*** Begin section ***
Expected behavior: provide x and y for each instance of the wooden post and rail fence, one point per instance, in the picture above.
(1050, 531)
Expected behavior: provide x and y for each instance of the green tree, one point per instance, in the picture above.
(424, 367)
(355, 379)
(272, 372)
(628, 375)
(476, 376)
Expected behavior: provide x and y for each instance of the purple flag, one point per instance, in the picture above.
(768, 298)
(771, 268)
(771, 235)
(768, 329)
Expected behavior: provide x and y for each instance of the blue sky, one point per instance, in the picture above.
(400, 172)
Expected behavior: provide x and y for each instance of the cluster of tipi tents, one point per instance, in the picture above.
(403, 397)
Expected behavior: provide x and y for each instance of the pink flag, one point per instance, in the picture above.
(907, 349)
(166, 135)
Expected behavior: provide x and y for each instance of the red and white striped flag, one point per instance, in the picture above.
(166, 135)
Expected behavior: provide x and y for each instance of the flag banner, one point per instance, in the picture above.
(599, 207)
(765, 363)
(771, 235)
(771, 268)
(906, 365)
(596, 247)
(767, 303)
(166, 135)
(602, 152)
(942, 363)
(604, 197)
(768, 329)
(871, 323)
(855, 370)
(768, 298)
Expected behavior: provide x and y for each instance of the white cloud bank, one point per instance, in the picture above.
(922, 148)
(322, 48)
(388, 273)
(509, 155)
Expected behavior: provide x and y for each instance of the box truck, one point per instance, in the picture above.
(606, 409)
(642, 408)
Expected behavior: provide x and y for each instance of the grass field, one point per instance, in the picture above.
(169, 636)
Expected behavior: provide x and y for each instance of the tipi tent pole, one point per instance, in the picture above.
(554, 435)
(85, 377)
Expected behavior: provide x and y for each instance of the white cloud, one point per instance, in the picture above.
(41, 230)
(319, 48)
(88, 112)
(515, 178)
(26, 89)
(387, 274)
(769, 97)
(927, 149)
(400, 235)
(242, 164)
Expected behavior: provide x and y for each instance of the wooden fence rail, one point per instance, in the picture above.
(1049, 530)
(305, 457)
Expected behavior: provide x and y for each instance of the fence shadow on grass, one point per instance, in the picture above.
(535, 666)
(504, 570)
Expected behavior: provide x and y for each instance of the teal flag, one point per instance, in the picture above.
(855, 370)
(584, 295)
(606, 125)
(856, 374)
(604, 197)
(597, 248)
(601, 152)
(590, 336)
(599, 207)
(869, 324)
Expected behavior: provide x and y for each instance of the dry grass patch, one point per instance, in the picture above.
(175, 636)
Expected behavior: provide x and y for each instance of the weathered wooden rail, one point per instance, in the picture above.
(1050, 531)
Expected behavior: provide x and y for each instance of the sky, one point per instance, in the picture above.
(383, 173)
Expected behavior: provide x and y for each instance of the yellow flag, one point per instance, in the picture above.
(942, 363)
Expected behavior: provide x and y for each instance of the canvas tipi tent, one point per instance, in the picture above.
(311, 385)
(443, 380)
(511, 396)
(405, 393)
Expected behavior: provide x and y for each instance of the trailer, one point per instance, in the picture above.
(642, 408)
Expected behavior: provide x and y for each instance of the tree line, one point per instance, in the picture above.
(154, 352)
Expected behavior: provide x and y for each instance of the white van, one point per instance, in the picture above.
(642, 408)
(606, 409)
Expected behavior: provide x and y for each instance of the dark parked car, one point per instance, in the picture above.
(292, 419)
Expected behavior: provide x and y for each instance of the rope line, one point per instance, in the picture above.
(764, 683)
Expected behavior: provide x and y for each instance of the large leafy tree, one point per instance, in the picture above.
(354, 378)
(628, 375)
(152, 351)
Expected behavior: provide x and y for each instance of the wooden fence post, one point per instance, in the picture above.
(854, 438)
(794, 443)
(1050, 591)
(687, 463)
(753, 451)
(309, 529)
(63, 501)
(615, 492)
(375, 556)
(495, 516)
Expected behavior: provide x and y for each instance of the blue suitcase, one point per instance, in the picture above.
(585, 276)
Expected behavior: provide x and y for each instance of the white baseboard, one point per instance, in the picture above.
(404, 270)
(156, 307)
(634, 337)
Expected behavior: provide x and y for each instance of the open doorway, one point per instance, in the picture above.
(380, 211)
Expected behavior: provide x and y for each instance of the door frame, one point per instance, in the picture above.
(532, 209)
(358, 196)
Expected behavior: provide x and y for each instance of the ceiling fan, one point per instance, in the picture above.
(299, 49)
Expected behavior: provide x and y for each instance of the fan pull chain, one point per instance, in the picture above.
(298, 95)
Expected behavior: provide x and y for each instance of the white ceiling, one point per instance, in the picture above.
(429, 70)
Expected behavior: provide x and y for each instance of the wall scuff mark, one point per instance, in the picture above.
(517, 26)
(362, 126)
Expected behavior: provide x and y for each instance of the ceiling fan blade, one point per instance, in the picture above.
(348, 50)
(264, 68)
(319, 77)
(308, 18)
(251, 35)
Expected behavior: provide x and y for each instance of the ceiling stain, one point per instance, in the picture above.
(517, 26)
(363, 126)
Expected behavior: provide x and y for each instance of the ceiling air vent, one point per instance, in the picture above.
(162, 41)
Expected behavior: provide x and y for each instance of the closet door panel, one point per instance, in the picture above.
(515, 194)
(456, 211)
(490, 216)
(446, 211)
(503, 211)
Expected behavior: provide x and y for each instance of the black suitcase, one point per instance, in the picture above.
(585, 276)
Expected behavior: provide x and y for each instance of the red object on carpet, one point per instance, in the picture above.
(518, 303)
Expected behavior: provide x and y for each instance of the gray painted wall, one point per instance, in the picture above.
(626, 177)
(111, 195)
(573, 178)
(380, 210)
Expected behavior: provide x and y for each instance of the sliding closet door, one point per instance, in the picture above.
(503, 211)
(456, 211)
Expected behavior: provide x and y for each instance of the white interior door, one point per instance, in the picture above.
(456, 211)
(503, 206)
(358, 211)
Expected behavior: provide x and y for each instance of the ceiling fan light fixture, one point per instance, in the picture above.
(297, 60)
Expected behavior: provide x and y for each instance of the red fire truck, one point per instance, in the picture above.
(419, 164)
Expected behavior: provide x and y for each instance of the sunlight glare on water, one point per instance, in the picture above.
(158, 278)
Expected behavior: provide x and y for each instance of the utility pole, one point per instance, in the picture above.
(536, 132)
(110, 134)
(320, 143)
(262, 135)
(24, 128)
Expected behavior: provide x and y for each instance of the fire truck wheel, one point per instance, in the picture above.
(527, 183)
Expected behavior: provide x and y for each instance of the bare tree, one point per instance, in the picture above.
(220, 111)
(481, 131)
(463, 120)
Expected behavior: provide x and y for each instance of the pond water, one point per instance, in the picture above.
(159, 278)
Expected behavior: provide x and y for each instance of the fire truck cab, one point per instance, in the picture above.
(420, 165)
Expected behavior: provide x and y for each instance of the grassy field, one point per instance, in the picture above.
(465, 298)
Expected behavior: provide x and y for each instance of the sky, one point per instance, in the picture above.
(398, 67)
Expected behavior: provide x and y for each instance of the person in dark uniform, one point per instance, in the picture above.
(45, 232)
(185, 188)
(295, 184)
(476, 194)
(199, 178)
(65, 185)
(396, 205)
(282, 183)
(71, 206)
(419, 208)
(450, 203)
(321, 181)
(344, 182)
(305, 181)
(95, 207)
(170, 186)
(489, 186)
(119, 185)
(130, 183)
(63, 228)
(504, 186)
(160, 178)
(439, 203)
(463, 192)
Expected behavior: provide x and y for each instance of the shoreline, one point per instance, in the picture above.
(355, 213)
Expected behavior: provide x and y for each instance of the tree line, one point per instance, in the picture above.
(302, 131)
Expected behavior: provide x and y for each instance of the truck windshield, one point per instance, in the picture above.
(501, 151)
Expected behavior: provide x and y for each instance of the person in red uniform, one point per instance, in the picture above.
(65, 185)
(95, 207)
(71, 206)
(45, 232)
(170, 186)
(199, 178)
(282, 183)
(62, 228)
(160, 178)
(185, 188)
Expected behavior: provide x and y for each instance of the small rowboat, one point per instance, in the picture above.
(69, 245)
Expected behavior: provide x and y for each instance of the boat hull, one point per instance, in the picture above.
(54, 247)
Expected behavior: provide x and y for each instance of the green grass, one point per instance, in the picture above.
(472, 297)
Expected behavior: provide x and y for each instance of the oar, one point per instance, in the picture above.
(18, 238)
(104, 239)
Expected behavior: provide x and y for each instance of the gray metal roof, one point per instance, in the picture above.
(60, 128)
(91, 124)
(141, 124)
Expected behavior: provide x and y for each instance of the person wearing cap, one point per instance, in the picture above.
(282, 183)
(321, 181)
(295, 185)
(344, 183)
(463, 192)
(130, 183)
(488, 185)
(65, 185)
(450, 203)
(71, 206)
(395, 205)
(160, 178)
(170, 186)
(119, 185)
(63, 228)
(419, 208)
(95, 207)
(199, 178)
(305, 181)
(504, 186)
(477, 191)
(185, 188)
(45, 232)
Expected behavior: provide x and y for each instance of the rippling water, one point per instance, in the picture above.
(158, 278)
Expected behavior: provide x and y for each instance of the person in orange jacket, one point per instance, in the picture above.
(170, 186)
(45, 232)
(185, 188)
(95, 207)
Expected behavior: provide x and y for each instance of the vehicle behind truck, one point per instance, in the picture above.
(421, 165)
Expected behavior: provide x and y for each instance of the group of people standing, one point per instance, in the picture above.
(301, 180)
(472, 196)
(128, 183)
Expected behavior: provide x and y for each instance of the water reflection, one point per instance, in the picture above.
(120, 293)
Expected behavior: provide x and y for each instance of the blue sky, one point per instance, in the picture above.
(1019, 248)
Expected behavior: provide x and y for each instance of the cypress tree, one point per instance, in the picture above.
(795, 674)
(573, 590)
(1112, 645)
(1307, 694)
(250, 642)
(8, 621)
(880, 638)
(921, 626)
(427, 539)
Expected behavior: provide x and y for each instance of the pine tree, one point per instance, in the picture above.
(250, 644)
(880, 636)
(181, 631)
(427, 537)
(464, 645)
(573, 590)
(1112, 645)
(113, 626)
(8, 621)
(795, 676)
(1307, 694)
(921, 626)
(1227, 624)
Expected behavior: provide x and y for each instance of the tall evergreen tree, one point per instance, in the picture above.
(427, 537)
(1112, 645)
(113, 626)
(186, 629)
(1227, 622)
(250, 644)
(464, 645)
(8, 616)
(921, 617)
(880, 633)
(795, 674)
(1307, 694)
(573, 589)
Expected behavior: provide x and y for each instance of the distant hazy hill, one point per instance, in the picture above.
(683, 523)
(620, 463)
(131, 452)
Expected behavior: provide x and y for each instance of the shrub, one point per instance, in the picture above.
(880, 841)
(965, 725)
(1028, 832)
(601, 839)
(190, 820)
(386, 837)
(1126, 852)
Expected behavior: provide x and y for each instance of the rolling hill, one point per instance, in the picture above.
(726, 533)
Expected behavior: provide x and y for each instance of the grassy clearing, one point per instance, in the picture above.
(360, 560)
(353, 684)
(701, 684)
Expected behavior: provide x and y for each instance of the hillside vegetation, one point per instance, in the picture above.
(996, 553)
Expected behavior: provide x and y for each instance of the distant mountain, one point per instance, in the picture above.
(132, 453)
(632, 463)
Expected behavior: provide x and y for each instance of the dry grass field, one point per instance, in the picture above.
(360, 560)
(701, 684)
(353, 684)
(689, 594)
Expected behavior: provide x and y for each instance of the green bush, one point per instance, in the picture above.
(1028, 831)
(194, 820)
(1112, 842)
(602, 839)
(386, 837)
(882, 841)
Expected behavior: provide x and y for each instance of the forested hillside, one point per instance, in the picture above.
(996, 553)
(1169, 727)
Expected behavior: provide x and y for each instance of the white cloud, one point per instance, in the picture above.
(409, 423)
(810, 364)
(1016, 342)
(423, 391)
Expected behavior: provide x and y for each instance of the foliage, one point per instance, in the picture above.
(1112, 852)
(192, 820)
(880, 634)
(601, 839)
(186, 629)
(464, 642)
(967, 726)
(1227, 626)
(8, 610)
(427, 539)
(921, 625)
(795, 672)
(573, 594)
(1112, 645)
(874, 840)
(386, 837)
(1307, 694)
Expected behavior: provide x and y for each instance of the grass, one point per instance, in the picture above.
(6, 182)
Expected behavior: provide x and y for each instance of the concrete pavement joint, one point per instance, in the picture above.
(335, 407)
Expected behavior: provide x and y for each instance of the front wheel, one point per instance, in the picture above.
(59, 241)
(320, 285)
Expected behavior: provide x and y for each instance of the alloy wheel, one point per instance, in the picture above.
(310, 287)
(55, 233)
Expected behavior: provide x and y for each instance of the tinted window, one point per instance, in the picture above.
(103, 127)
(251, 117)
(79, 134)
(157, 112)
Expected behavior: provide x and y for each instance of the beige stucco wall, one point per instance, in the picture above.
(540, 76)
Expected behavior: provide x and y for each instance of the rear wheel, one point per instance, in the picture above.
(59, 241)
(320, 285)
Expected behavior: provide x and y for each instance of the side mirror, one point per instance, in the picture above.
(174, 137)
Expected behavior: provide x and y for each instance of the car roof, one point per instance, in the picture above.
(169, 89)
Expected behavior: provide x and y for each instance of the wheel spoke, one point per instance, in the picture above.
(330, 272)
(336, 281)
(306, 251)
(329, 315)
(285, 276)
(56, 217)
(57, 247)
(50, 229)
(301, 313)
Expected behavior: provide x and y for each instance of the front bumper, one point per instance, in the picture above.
*** End section ***
▸ Assigned task: Your answer must be the lines from the one that contains "of the beige" through the last line of the entries above, copied exactly, with no other lines.

▸ Exercise response:
Expected behavior: provide x and y for each instance of the beige stucco wall, one point per instance, in the picture above.
(540, 76)
Expected behavior: provide x and y for each instance of the rear wheel, one point per instance, in the picture above.
(59, 241)
(320, 285)
Expected behavior: provide x and y for each instance of the side mirror, one point per instance, in the picture above.
(174, 137)
Expected behavior: provide x and y for each instance of the car roof, one point per instance, in the picture above.
(169, 89)
Expected behavior: provide x and y for each instance of the wheel spoke, one point per instance, in the picture above.
(330, 272)
(336, 281)
(306, 251)
(329, 315)
(285, 276)
(56, 217)
(57, 247)
(50, 229)
(301, 313)
Expected behavior: provide x and y for each instance of the front bumper, one point per instance, in the picture above.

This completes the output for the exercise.